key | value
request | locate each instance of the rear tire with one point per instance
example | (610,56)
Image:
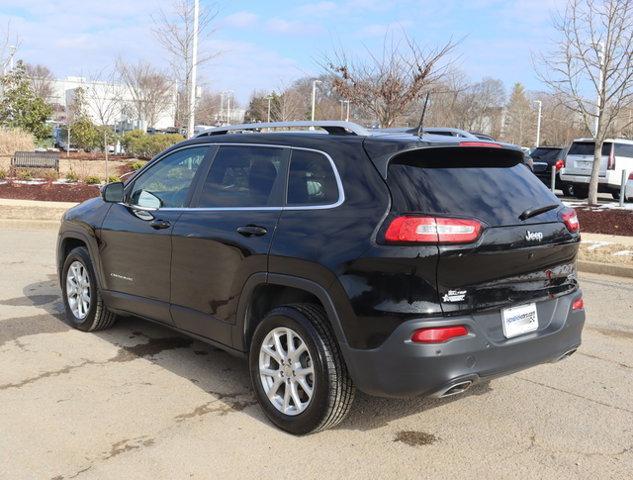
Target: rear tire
(82,300)
(331,391)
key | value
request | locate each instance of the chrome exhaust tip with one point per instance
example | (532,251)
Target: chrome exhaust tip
(454,389)
(567,354)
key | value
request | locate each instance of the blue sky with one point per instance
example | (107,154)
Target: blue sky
(268,44)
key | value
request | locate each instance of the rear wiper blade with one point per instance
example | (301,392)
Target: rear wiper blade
(533,212)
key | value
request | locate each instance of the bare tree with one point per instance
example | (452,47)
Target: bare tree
(387,84)
(104,103)
(153,93)
(520,121)
(41,80)
(9,44)
(174,31)
(593,60)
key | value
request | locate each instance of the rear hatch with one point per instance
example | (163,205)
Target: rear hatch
(580,158)
(516,258)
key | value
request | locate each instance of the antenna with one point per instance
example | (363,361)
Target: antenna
(421,124)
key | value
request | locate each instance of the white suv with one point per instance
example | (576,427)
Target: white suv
(617,155)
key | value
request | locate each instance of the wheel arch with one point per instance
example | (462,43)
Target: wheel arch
(263,291)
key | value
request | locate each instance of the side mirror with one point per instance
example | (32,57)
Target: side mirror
(113,192)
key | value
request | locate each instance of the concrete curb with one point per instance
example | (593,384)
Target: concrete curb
(605,269)
(32,210)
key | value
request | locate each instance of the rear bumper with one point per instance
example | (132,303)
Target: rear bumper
(400,368)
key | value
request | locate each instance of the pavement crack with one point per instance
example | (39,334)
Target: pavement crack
(224,404)
(50,373)
(620,364)
(597,402)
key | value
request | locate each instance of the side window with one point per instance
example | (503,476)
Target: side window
(167,183)
(624,150)
(242,176)
(311,180)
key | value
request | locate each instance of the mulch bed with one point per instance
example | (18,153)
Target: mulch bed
(54,192)
(608,221)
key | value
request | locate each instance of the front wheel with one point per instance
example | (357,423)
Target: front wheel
(82,300)
(297,371)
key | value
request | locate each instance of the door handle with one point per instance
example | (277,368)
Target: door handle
(252,230)
(160,224)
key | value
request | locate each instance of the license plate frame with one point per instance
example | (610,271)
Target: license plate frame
(519,320)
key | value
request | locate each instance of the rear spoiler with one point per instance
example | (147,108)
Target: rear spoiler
(456,155)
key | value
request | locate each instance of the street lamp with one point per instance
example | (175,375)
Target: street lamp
(269,98)
(538,122)
(314,82)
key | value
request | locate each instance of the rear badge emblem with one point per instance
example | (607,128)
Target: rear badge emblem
(534,236)
(454,296)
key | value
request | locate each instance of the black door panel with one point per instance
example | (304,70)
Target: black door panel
(212,261)
(136,256)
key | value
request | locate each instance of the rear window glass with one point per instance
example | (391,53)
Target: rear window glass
(311,179)
(546,154)
(586,148)
(496,195)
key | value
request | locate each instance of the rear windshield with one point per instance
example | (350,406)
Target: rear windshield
(586,148)
(496,195)
(546,154)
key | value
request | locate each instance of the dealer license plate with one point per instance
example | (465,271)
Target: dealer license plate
(519,320)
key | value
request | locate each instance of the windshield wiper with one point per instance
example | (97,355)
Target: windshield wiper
(533,212)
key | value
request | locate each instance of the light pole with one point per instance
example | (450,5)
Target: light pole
(269,98)
(314,82)
(600,87)
(194,62)
(538,122)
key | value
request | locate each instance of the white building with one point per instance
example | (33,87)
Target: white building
(109,103)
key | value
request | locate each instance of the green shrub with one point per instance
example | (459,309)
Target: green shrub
(147,146)
(72,176)
(93,180)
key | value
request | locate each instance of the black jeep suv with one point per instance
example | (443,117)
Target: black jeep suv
(390,263)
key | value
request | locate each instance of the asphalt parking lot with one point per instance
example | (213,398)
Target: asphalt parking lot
(140,401)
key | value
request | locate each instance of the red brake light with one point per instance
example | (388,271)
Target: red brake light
(480,144)
(570,219)
(432,230)
(578,304)
(438,334)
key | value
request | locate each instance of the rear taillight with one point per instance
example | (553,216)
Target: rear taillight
(578,304)
(611,162)
(570,219)
(432,230)
(438,334)
(480,144)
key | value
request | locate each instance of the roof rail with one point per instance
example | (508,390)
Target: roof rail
(333,127)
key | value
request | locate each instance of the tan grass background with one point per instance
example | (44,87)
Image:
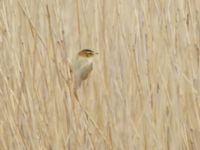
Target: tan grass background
(144,91)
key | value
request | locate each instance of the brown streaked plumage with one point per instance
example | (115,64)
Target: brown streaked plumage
(82,66)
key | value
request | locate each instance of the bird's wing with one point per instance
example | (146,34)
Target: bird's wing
(85,71)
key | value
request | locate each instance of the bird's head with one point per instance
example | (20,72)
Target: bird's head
(87,53)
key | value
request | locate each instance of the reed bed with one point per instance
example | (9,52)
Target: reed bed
(143,93)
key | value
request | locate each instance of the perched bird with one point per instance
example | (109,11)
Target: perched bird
(82,66)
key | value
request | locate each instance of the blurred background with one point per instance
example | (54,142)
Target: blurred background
(144,90)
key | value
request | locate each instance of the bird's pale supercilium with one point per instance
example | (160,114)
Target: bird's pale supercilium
(82,66)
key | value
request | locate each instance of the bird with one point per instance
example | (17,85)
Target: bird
(82,66)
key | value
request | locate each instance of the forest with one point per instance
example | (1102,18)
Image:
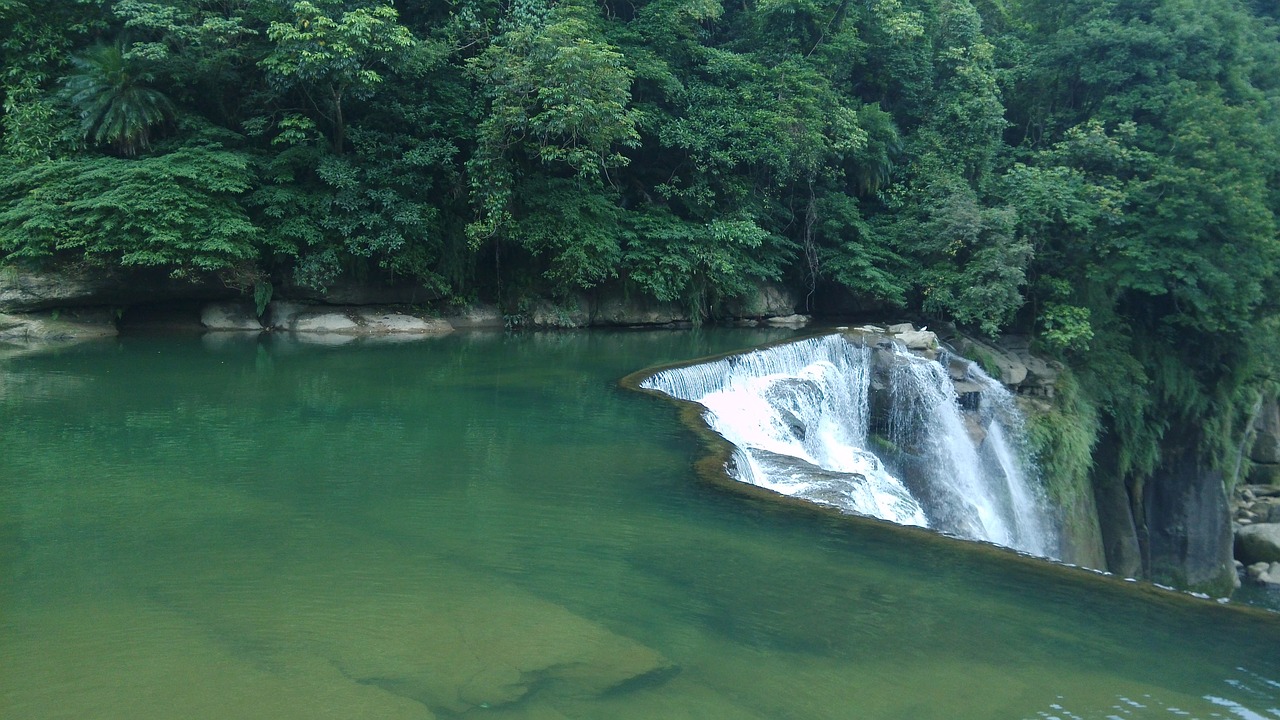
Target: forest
(1100,174)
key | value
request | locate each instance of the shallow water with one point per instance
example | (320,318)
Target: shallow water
(485,525)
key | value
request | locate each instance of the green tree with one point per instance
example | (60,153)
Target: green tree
(115,104)
(333,55)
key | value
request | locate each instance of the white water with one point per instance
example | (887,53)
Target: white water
(799,415)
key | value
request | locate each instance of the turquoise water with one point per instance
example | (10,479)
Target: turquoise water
(485,525)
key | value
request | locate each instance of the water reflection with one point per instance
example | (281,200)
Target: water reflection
(487,527)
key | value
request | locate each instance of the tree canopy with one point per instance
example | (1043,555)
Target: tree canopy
(1101,174)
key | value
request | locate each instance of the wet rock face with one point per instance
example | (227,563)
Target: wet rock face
(56,326)
(23,290)
(1188,528)
(311,319)
(1258,543)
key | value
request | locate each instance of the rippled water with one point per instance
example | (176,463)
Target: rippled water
(485,525)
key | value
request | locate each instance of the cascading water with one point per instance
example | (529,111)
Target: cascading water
(800,417)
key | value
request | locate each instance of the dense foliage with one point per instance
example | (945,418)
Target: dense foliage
(1104,174)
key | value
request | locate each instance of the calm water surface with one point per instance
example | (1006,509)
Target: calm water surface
(485,525)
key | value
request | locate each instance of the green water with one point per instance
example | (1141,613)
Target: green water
(485,525)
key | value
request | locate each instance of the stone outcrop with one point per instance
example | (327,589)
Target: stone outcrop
(768,300)
(635,309)
(1265,449)
(229,317)
(1188,527)
(51,326)
(23,290)
(378,287)
(1258,543)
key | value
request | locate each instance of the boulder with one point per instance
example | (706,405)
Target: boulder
(56,326)
(24,290)
(767,300)
(1258,542)
(570,313)
(375,287)
(617,308)
(351,322)
(789,322)
(1265,474)
(917,340)
(476,317)
(1005,367)
(229,317)
(325,322)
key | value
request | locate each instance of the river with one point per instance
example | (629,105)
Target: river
(487,525)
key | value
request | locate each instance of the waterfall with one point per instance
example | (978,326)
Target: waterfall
(801,419)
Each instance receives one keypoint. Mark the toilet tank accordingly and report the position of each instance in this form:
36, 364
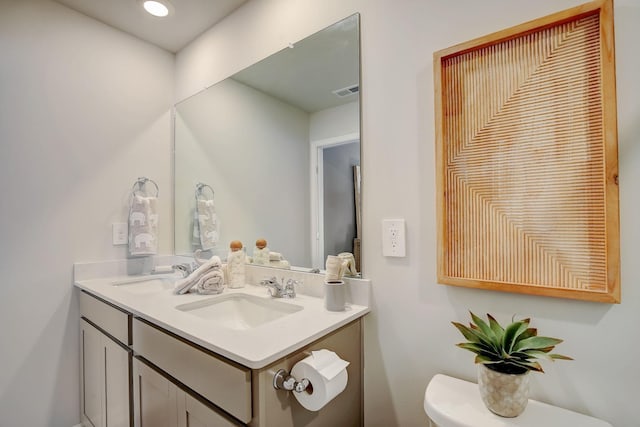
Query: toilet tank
451, 402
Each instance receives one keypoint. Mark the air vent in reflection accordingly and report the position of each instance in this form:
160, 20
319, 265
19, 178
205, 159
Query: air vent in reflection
346, 91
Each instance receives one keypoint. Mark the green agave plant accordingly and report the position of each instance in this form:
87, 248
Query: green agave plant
510, 350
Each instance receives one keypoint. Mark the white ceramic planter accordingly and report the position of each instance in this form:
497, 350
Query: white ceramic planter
506, 395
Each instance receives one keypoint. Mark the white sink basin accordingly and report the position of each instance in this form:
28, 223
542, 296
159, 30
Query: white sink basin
143, 285
239, 311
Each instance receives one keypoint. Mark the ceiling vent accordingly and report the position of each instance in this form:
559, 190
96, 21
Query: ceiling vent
346, 91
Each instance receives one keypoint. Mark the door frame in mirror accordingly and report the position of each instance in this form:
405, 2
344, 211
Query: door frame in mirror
317, 191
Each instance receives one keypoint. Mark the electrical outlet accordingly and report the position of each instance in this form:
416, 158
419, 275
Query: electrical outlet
120, 232
393, 237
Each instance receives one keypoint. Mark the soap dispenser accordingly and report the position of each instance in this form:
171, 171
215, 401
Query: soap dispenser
235, 265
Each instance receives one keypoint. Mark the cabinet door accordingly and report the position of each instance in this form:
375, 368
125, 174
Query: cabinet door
155, 403
91, 375
116, 384
193, 413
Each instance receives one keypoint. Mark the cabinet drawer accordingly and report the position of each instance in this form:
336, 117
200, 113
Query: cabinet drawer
225, 384
110, 319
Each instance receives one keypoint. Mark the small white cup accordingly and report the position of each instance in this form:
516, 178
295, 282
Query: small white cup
334, 299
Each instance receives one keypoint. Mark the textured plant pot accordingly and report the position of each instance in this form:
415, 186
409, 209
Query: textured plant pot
506, 395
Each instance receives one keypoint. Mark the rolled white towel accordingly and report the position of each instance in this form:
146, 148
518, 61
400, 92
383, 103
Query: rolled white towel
350, 260
183, 286
211, 282
280, 264
275, 256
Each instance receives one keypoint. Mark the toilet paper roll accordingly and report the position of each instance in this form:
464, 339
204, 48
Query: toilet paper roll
322, 390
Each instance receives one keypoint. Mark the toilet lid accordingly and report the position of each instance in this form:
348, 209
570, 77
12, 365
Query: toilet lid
451, 402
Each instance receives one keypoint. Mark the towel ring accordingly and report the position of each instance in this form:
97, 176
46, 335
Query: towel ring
200, 190
140, 184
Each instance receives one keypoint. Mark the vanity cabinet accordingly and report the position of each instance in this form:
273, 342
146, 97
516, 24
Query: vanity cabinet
105, 366
232, 389
137, 373
159, 402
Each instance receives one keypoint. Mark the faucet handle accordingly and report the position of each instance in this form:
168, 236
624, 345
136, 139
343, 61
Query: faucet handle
290, 288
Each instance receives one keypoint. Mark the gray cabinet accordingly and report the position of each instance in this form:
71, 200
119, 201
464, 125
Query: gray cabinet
135, 373
105, 365
104, 379
159, 402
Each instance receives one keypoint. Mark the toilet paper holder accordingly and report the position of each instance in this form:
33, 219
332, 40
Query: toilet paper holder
282, 380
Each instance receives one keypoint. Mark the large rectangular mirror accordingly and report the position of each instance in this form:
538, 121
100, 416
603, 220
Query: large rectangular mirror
278, 147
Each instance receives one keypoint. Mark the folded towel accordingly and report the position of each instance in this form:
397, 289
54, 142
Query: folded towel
143, 225
211, 283
350, 260
183, 286
261, 256
280, 264
275, 256
206, 223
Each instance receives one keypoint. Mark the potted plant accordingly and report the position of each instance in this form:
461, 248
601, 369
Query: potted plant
505, 357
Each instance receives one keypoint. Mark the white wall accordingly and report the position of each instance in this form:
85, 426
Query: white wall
336, 121
84, 111
253, 150
408, 336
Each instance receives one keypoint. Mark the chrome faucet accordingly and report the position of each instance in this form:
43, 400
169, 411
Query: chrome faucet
280, 289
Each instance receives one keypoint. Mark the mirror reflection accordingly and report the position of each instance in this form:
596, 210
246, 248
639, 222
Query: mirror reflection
273, 152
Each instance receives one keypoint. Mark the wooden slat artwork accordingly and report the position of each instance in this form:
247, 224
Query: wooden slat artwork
524, 203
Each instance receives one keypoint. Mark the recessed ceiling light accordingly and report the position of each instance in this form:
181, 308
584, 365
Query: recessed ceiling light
156, 8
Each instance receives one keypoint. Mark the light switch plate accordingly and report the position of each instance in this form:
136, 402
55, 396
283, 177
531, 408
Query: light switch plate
120, 232
393, 238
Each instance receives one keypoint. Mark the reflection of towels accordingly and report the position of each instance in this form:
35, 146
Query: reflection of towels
211, 282
261, 256
183, 286
275, 256
283, 263
205, 224
350, 260
143, 225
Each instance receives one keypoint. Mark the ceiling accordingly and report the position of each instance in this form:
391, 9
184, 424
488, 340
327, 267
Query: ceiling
307, 74
189, 19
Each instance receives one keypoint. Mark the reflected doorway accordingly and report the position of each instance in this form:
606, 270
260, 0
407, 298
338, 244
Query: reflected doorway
336, 210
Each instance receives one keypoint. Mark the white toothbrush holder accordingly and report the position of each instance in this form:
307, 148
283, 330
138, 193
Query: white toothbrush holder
334, 298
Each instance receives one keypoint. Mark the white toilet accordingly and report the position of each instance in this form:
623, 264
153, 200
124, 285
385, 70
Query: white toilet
451, 402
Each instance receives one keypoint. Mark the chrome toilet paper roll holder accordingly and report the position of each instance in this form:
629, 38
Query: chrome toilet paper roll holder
282, 380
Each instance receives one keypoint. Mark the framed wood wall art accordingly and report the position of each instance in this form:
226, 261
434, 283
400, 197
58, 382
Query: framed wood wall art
527, 161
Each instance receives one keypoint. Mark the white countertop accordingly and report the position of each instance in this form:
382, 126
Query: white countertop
254, 348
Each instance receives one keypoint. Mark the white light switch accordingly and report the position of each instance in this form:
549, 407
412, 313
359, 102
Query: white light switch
120, 233
393, 237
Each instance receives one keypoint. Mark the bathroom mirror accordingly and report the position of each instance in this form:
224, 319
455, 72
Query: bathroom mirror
278, 143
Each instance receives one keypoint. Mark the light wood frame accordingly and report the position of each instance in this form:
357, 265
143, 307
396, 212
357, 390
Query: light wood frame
527, 158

== Exercise requirements ==
Within the listing above, extract exactly the lines from the line with "request | locate each instance of the chrome" to the line with "example | (39,334)", the two named lines included, and no others.

== Exercise output ==
request | locate each instance of the chrome exhaust tip with one point per instance
example | (532,251)
Target: chrome exhaust tip
(454,389)
(567,354)
key | value
request | locate each instance of the blue sky with one point per instance
example | (107,154)
Target: blue sky
(268,44)
key | value
request | locate each instance of the rear wiper blade with one point per instance
example | (301,392)
Target: rear wiper blade
(533,212)
key | value
request | locate each instance of the bare tree with one point per instance
example | (452,47)
Target: bare tree
(387,84)
(104,103)
(153,93)
(520,121)
(41,80)
(9,44)
(174,31)
(593,60)
key | value
request | locate each instance of the rear hatch with one point per instance
example | (163,205)
Target: rear hatch
(580,158)
(516,258)
key | value
request | locate each instance of the antenna with one point per instance
example | (363,361)
Target: antenna
(421,124)
key | value
request | locate each instance of the white suv with one point per instance
example | (576,427)
Target: white suv
(617,155)
key | value
request | locate each instance of the wheel arch with one point per instance
example | (462,43)
Target: wheel arch
(263,291)
key | value
request | locate each instance of the side mirror with one point per instance
example | (32,57)
Target: side mirror
(113,192)
key | value
request | locate each instance of the concrete curb with one point per instance
example | (593,384)
Target: concrete curb
(605,269)
(32,210)
key | value
request | locate each instance of the rear bumper with one point per instance
example | (132,303)
Target: rear bumper
(400,368)
key | value
request | locate each instance of the pavement crack with one point per instance
example | (39,334)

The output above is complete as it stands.